Reproduce all of the material below, swapping every "drop a marker" for "place a pin" and keeping everything else the same. Leave the pictures out.
"""
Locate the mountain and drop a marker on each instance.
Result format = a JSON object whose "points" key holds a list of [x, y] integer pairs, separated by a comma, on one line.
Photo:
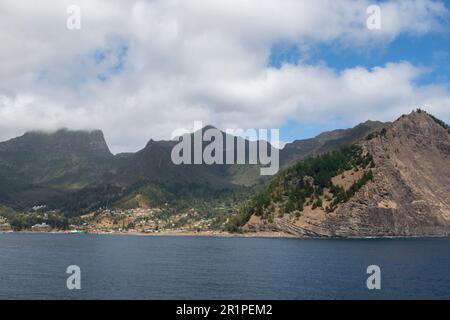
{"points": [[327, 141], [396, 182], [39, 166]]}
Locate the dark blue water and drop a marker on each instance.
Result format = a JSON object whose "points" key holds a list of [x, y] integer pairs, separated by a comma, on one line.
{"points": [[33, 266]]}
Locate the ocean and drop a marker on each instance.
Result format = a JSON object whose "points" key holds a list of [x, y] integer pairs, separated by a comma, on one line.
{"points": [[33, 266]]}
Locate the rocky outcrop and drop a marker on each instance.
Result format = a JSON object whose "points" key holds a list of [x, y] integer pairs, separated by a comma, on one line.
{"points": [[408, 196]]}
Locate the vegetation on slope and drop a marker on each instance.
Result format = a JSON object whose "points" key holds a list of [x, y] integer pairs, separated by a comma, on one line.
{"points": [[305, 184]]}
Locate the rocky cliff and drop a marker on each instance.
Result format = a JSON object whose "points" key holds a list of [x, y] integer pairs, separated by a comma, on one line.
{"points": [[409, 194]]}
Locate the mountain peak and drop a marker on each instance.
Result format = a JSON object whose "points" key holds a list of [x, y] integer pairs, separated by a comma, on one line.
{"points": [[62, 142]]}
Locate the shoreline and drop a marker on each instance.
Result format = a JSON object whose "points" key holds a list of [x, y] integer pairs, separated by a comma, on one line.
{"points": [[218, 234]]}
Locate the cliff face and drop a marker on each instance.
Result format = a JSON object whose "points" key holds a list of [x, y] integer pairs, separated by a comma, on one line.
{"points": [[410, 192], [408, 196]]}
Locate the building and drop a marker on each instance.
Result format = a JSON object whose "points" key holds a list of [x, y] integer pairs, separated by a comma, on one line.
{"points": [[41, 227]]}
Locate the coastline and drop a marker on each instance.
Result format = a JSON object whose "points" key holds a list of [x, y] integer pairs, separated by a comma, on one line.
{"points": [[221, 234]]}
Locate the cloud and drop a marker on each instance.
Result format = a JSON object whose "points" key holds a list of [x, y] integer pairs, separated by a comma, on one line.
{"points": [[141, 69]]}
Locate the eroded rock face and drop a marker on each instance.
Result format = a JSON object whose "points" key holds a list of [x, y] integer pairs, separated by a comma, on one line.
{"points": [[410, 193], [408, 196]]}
"""
◆ FINISHED TASK:
Locate the mountain and place a pin on each instance.
Result format = a JSON object whose "points" key holds a list of [x, y] integer pairs, separated by a comma, on one line.
Photo:
{"points": [[327, 141], [396, 182], [39, 166]]}
Locate the dark blue water and place a pin on each instance.
Result format = a JSON object whose "points" key holds a list of [x, y] integer pairs, separated by a comma, on one line.
{"points": [[33, 266]]}
Locate the ocean and place a pin on each instance.
Result format = a JSON object whose "points" key holds a list of [x, y] integer pairs, separated by a comma, on one line.
{"points": [[33, 266]]}
Locate the rocky outcrop and place a pin on each instance.
Result format = a JSON object whose "points" key holds a list of [x, y] integer pairs, separated by a comma, on one line.
{"points": [[408, 196]]}
Locate the vegetation on slope and place a pin on each instance.
Result format = a JSON object whose "points" key holds a list of [x, y] integer pairs, separated by a comma, on one line.
{"points": [[305, 184]]}
Locate the rocky cliff and place a pin on each instance.
Result format = a JSON object whose "points" key holds a list of [x, y] integer pairs, separated by a comma, on one line.
{"points": [[409, 194]]}
Locate the mountain peak and place a pin on each instance.
Result format = a JSON object whose "points" key holds a list of [x, y] integer pairs, separated by a comma, on one line.
{"points": [[62, 142]]}
Locate the shoreline and place a pin on each instance.
Result format = a JSON object whose "points" key holds a list of [x, y] integer pairs, separated by a comma, on one line.
{"points": [[218, 234]]}
Locate the cliff face and place a pin on each instance.
Result format = a JSON object whose "points" key holds a list of [x, y] integer pairs, separated by a comma, on one line.
{"points": [[410, 192], [408, 196]]}
Locate the building and place a pin on each instance.
Result format = a JSON object whose "points" key holds a list of [x, y] integer pairs, separated by a comma, on one line.
{"points": [[41, 227]]}
Locate the coastline and place a pin on each instance.
Result format = a JSON object whose "points" key holds a list of [x, y] integer pairs, separated by a comma, on one line.
{"points": [[221, 234]]}
Locate the cloud and place a pin on each instance.
Result format = a JSON object whose "points" key holds a list of [x, y] integer pairs, separated by a comma, on one line.
{"points": [[141, 69]]}
Locate the eroded rock face and place a pin on each instance.
Result format = a JSON object whose "points" key holds a list of [x, y] integer pairs, separated by a comma, on one line.
{"points": [[410, 193], [408, 196]]}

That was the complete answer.